§ **What is expected**
Extract exactly the range of lines bounded by the line containing "building in the picture above?" and the final line of the listing, both ends included, and no other lines.

§ **Provided entries**
Segment Open

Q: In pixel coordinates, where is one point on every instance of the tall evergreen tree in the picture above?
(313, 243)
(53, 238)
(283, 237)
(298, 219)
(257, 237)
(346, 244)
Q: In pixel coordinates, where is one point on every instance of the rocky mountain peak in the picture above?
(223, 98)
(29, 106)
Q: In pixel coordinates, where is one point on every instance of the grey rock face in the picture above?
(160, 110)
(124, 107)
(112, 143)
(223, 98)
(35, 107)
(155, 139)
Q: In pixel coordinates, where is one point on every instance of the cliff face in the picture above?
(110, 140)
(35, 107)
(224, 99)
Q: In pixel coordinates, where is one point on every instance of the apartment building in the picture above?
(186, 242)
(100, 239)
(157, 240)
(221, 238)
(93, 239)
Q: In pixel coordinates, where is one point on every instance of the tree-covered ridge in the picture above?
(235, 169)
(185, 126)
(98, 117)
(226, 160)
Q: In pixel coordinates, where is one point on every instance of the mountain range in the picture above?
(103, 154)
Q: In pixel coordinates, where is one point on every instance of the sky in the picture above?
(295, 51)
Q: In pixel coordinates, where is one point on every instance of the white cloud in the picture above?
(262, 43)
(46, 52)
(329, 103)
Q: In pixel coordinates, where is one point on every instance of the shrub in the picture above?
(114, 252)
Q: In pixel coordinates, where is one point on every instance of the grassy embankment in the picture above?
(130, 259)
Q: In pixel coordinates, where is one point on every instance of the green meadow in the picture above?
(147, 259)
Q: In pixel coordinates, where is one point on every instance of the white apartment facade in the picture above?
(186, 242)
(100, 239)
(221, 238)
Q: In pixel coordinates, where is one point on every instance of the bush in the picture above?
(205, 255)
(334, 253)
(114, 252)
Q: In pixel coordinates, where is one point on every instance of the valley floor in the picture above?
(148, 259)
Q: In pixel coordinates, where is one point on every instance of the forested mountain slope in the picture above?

Segment Closed

§ **Exercise solution**
Q: In pixel coordinates, where is one point on every instance of the apartment building in the picture above?
(186, 242)
(100, 239)
(157, 240)
(221, 238)
(93, 239)
Q: In pixel coordinates, where is one point on every instance of the tree-covered ridge in the picture above?
(235, 169)
(185, 126)
(98, 117)
(226, 160)
Q: In pixel coordinates, where is one point on every instance of the mountain range in the picture above?
(103, 154)
Q: In pixel coordinates, where is one point on every instance of the sky in the picture above?
(295, 51)
Q: In pixel coordinates, where is one point on every instance of the white cloud in the picture above?
(262, 43)
(46, 52)
(329, 103)
Q: In pixel coordinates, where is one point on every instance of the shrub in the picture above?
(114, 252)
Q: In pixel coordinates, where is one point on every instance of the grassy embankment in the picture above?
(130, 259)
Q: In pixel coordinates, where is one point on every instance of the green meadow in the picture above?
(147, 259)
Q: In pixel coordinates, where is one point on every instance of the white apartment facade in the picture above?
(186, 242)
(100, 239)
(221, 238)
Q: In pixel coordinates, where is one point on every instance of the bush in the picture above?
(205, 255)
(334, 253)
(114, 252)
Q: In pixel coordinates, where is one point on every instance of the valley floor in the picture above?
(148, 259)
Q: In pixel coordinates, where is one point on every instance of the forested mountain slope in the picture above?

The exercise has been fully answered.